Provided records Block Start

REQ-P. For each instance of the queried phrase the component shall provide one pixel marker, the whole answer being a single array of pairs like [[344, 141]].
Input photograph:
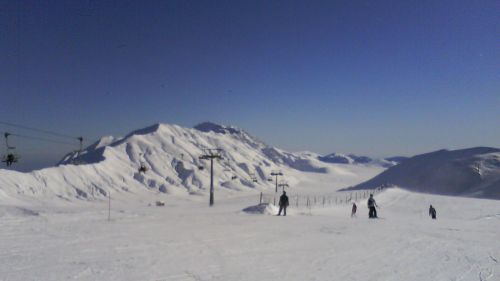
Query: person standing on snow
[[283, 203], [372, 214], [432, 212], [354, 209]]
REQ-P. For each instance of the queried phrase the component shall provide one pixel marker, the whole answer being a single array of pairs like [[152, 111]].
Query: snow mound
[[15, 211], [473, 172], [261, 209]]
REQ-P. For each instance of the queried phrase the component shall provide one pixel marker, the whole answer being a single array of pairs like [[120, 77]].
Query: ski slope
[[187, 240], [54, 222]]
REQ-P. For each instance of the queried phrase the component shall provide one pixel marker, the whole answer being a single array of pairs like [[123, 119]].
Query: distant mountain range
[[339, 158], [471, 172]]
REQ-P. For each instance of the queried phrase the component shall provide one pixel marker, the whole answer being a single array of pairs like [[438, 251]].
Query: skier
[[354, 209], [432, 212], [283, 203], [372, 214], [10, 159]]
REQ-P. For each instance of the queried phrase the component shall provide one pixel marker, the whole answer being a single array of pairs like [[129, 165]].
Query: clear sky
[[380, 78]]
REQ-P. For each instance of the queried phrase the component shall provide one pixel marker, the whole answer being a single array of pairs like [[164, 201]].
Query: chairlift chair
[[10, 157]]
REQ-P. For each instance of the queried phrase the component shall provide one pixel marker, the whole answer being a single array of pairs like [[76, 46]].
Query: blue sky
[[380, 78]]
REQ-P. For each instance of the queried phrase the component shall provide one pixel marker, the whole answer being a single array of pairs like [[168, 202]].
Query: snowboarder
[[372, 214], [283, 203], [354, 209], [432, 212]]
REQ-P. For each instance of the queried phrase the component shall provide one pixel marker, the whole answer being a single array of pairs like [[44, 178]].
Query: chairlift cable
[[41, 139], [39, 130]]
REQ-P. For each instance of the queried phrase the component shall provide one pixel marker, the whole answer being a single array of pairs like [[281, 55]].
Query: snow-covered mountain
[[339, 158], [467, 172], [170, 154]]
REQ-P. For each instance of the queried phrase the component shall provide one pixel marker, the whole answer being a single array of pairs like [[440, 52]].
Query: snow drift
[[471, 172]]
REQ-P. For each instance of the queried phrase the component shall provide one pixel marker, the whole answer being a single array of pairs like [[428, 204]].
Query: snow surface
[[466, 172], [54, 222], [187, 240]]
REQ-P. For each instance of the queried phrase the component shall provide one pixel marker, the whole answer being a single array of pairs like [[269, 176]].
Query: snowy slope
[[466, 172], [171, 155], [339, 158], [186, 240]]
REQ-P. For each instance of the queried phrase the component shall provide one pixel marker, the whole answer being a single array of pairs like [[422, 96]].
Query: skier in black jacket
[[432, 212], [283, 203], [372, 214]]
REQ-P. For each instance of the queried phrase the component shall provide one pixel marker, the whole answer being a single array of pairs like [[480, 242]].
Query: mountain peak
[[216, 128]]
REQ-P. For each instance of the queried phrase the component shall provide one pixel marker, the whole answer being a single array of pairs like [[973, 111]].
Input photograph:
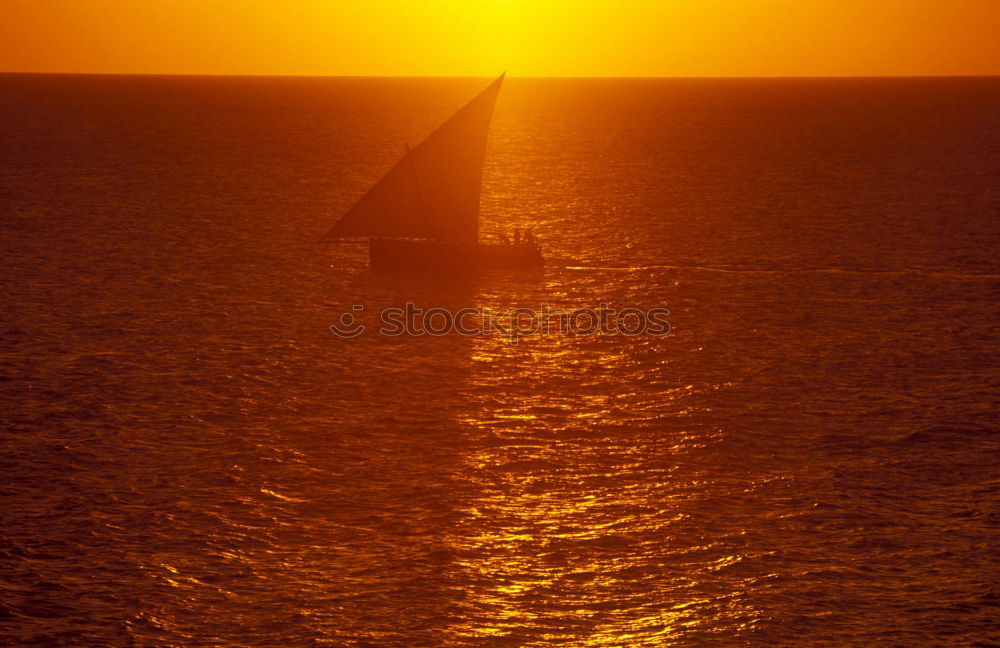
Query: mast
[[434, 190]]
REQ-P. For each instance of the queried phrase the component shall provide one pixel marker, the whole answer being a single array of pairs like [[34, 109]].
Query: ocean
[[191, 457]]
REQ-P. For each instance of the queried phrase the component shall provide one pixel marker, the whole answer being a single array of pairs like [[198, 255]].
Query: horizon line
[[478, 76]]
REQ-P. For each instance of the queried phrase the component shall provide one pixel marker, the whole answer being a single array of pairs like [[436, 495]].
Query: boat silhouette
[[424, 213]]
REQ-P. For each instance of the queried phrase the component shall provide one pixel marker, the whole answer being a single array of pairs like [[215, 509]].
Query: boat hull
[[397, 254]]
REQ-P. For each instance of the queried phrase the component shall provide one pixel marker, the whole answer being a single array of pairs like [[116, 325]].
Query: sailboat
[[424, 213]]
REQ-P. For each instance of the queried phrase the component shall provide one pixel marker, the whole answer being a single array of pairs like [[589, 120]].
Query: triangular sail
[[433, 192]]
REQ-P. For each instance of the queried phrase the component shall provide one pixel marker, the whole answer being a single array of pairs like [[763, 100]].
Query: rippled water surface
[[189, 457]]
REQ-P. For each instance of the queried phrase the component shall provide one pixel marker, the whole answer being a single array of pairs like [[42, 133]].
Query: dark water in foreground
[[190, 458]]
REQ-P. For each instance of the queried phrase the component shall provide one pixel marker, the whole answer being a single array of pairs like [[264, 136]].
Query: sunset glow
[[485, 37]]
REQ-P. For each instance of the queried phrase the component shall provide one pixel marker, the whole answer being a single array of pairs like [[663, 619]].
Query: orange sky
[[485, 37]]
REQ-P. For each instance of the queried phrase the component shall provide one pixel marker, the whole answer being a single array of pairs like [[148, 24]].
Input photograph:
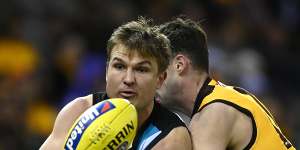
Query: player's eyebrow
[[145, 62], [117, 59]]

Provided records Block End

= Work instruction =
In your copy, include no pictures, but set down every record exactly.

= Task response =
REQ-P. For each instance of the queried phrase the component shall provide one pixel marker, the whole answer being a single array of pairs like [[344, 141]].
Input photograph:
Query: person standing on snow
[[283, 203], [372, 214], [432, 212], [354, 209]]
REQ-P. For each instance of the queried phrase the component shall provide one pixel marker, the whole answer being a single array of pairs like [[152, 111]].
Query: snow mound
[[15, 211], [473, 172], [261, 209]]
REQ-P. For each instance of the queried phrase the component shall provide one pixel marker, the whole answer being a single array of pairs like [[120, 77]].
Query: ski slope
[[187, 240], [54, 222]]
REQ-P. For each instance of the queried phrase the component shall provide one pixel marker, the whole answer being a single array of pairs like [[123, 119]].
Query: distant mountain range
[[339, 158], [471, 172]]
REQ-P. For each instance of the queried phrase the component shall provide one pixel marker, the whole answer being a single array of pairs like [[438, 251]].
Query: skier
[[354, 209], [432, 212], [283, 203], [372, 214], [10, 159]]
REQ-P. For each instance of the queried phrase the component shall provide one pixel marker, the whole answer being a single array of pairs like [[129, 165]].
Query: clear sky
[[380, 78]]
REQ-P. For each instance of the queried phrase the component shall provide one pixel marker, the whole answer being a single array of pairs like [[164, 201]].
Query: chairlift chair
[[10, 157]]
REQ-P. For each instance of the queried phrase the component shall provide one pixel marker, the whole answer being a single array of pairs like [[76, 46]].
Query: blue sky
[[380, 78]]
REQ-P. For each instance of the queried phrase the component shall provide one pixel marker, the whole answer being a single array of pairs like [[168, 202]].
Query: snowboarder
[[372, 214], [283, 203], [354, 209], [432, 212]]
REQ-P. For each instance of the queried phrase the component shall provide one pixel marker, the whole answer being a single array of pairs like [[44, 178]].
Query: chairlift cable
[[41, 139], [39, 130]]
REQ-P. For each instance of the queried phrase the component shall provide one pixel marker, the whole answer being a single array of pairs like [[281, 55]].
Query: snow-covered mountain
[[339, 158], [467, 172], [170, 154]]
REQ-P. For each instance of the queried phrase the component shall provide one pixel marker, the whole answer being a single array of pairs like [[440, 52]].
Query: snow drift
[[471, 172]]
REQ-P. For each instance of the queried phrase the component shall provide one pixel marker, the whole answer being a single array of pairs like [[428, 204]].
Query: snow surface
[[466, 172], [54, 222], [187, 240]]
REQ-P. For each instance of the queried phrase the component shall provide one pixel marker, the whole answer being a single array of pairs like [[269, 176]].
Query: snowy slope
[[466, 172], [171, 155], [339, 158], [186, 240]]
REQ-P. For each instance of the queried phrase the component shall provide one pixel marker, the whole answer being a single array of pairs like [[422, 96]].
Query: skier in black jacket
[[432, 212], [283, 203], [372, 214]]
REQ-P. For each instance of the queried phrase the component shall provide one pixel marker, the whole answer being a single array of pairs like [[480, 242]].
Query: mountain peak
[[216, 128]]
REQ-P. For each instance of the queried phrase the component shall provide one pixel marker, the whole answer being a single array of pairs like [[973, 111]].
Input photograph:
Query: mast
[[434, 190]]
REQ-P. For each instance of the queried phrase the component shall provide one pixel marker, the whole answer being a single array of pairs like [[34, 109]].
Query: ocean
[[191, 457]]
REQ-P. For each instance of the queried phrase the component shall provide one pixel marker, the whole answer being a single array of pairs like [[198, 255]].
Query: horizon line
[[478, 76]]
REQ-P. For each instance of the queried phrase the component shall provide one pixel marker, the whole answer being a single array of pairs like [[436, 495]].
Query: boat silhouette
[[424, 213]]
REQ-P. For each instance of the queried phrase the component shall provide one pixel marker, the whole answer being a single array of pairs like [[215, 509]].
Query: boat hull
[[397, 254]]
REQ-P. For each instance of the queried phrase the component shall provide one pixel marker, the whole answer being a single array of pairs like [[116, 325]].
Query: sailboat
[[424, 213]]
REQ-P. For each instance of the queried phrase the component shall provide one pixel marker, the whole answer being a single array of pairs like [[589, 120]].
Query: triangular sail
[[433, 192]]
REQ-P. For each instance of the queried phrase the component shall provide one pixel marker, the whole answer being a single array of pairs like [[763, 100]].
Query: rippled water surface
[[189, 457]]
REQ-P. For each instance of the queried phrase the component shall provide one pixel marker, the whole answer being a single array of pairs like [[42, 133]].
Query: dark water in foreground
[[190, 458]]
REQ-P. For each instance of the queried phrase the component shall provide one pixel marker, the whole answer being a single array of pairs like [[264, 136]].
Query: sunset glow
[[485, 37]]
REQ-P. For each instance of the queried phrase the component shall provide one pixel marker, the whole answer being a single array of pairs like [[663, 619]].
Query: orange sky
[[485, 37]]
REQ-P. For each instance of the queried phrase the component shall provide one pixel marker, the whole answer being a single array of pairs like [[148, 24]].
Input photograph:
Query: player's eyebrow
[[145, 62], [117, 59]]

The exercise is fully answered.